## Available data
-- Opening Marker --

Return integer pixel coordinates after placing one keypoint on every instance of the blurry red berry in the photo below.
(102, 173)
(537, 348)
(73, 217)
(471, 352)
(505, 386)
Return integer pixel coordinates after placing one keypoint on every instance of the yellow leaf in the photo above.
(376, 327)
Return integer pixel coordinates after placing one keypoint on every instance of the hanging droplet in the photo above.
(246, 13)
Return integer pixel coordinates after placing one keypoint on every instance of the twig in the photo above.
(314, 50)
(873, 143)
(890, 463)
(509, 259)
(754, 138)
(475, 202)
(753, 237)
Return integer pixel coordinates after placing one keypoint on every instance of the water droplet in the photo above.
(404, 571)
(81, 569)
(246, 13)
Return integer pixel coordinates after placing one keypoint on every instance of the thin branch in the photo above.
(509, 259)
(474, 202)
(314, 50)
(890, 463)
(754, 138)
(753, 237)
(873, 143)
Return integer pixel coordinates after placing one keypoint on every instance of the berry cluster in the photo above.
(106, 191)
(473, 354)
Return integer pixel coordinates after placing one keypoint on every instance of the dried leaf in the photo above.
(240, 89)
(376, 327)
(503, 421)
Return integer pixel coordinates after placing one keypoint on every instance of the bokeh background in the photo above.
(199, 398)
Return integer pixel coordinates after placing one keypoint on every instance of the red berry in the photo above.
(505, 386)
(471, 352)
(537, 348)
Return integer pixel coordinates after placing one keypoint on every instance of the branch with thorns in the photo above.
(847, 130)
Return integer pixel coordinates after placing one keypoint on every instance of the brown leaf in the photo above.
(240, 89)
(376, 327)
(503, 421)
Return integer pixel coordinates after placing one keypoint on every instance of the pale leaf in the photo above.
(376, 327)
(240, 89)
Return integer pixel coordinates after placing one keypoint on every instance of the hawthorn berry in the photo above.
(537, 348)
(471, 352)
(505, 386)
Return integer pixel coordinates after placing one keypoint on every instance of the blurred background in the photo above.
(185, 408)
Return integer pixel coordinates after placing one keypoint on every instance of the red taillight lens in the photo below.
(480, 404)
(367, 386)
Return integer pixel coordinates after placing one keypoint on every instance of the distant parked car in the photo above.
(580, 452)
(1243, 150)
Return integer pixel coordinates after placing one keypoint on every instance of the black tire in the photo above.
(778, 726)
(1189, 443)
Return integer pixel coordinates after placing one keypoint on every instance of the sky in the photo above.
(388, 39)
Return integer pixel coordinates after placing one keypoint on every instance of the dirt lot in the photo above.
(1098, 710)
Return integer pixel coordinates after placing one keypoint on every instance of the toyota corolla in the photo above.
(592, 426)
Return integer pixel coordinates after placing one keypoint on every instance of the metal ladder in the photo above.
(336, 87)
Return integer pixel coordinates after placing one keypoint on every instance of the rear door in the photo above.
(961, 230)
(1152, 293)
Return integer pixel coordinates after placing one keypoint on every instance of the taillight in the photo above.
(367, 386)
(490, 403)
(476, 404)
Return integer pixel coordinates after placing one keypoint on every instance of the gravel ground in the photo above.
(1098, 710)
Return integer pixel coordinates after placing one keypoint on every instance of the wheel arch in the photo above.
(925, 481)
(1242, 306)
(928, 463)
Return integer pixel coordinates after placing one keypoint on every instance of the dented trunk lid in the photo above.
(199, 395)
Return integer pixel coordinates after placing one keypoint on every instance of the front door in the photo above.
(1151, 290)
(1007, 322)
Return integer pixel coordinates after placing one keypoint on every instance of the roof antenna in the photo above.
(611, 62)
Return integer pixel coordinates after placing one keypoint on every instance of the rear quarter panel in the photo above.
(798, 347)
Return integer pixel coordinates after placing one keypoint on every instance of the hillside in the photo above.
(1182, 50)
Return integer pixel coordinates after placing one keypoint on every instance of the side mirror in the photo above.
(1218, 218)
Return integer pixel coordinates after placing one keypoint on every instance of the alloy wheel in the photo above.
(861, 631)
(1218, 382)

-- Closing Marker --

## What you should do
Set down every entry again, word for word.

## Task output
Return integer pixel coordinates after placing one keypoint on every instance of the blurry red berry in the photo below.
(102, 173)
(537, 348)
(73, 217)
(471, 352)
(505, 386)
Return integer pixel coordinates after placing one keypoint on every instance of the yellow leaf in the photo above.
(376, 327)
Return integer pixel coordinates after placing one keypoint on every instance of the hanging droplet in the photo above.
(246, 13)
Return integer pixel coordinates after placing one keypoint on every instance of the twig in the photo above.
(314, 50)
(873, 143)
(890, 463)
(509, 259)
(754, 138)
(475, 202)
(753, 237)
Return integer pixel coordinates after placing one keypoint on every instance of the water droplet in the photo above.
(404, 571)
(81, 569)
(246, 13)
Return integer pixel coordinates after placing one keypoint on every instance of the thin branch in the photo above.
(509, 259)
(474, 202)
(314, 50)
(890, 463)
(754, 138)
(753, 237)
(873, 143)
Return integer pixel coordinates after placing one keypoint on every instance of the berry cluster in the photo above.
(106, 191)
(473, 354)
Return integer pixel coordinates after placing one keypoint on every instance of the dried leaf in the photo above.
(240, 89)
(376, 327)
(503, 421)
Return integer pixel coordinates after placing one keypoint on every instance of the bokeh background in the photo above.
(199, 398)
Return integer pixel coordinates after placing one keypoint on every instance of the red berry in the photo above.
(505, 386)
(471, 352)
(537, 348)
Return integer pixel coordinates after placing one keypoint on every instance of the branch with thorns in the photo above.
(847, 130)
Return integer pixel coordinates after placing one keypoint on every instance of the brown leaf in the photo above.
(240, 89)
(376, 327)
(503, 421)
Return integer pixel coordinates after placing one keypoint on every instance of the pale leaf in the photo above.
(376, 327)
(240, 89)
Return integer pixel coordinates after placing one keypoint on every instance of the hawthorn berry in the photo above.
(537, 348)
(471, 352)
(505, 386)
Return integer pixel coordinates after placing one keypoint on every instance of the blurred background in the photo above.
(185, 408)
Return integer pixel coordinates after placing one keypoint on every instance of the red taillight lens in the photo below.
(480, 404)
(367, 386)
Return integer pixel coordinates after placing one keypoint on every instance of the distant parked car in the photo above.
(580, 452)
(1243, 150)
Return integer pixel coordinates after placing one keypoint on every instance of the black tire in the photo above.
(778, 726)
(1189, 443)
Return integer pixel coordinates after placing one keypoint on every instance of the sky in the photo above.
(388, 39)
Return integer pixel coordinates after placing one keypoint on every instance of the dirt lot in the photo above.
(1098, 710)
Return integer pixel coordinates after placing one keypoint on every instance of the toyota corolla in the photo above.
(592, 426)
Return integer pixel coordinates after placing one keypoint on every instance of the metal ladder in the photo above.
(336, 87)
Return integer pixel coordinates after placing one keypoint on every instance of the rear door in the photo above.
(961, 230)
(1152, 293)
Return integer pixel coordinates after placing one keypoint on every instance of the taillight in the photo above.
(367, 386)
(490, 403)
(476, 404)
Return integer pixel coordinates after placing one keypoint on every instance of the gravel ground in the photo above.
(1098, 710)
Return integer pixel coordinates after placing one keypoint on every instance of the wheel arch in the photo above.
(925, 481)
(1242, 306)
(928, 463)
Return integer pixel coordinates after placing one keypoint on every instance of the dented trunk lid in the photo above.
(199, 395)
Return integer pixel coordinates after placing one keypoint on every instance of the front door in the photo above.
(1151, 290)
(1007, 322)
Return integer pixel coordinates after placing one keypoint on every instance of the roof antenna in the photo above.
(611, 62)
Return integer pixel coordinates after placing one keypoint on every instance of the rear quarter panel in the photo above.
(798, 347)
Return integer pixel coordinates after placing one keypoint on every instance of the hillside in the photo above.
(1182, 50)
Return integer pixel coordinates after placing one keypoint on every instance of the side mirror in the photo above.
(1218, 218)
Return integer pixel coordinates after placing one keypoint on every instance of the alloy wheel in the photo above.
(861, 631)
(1218, 382)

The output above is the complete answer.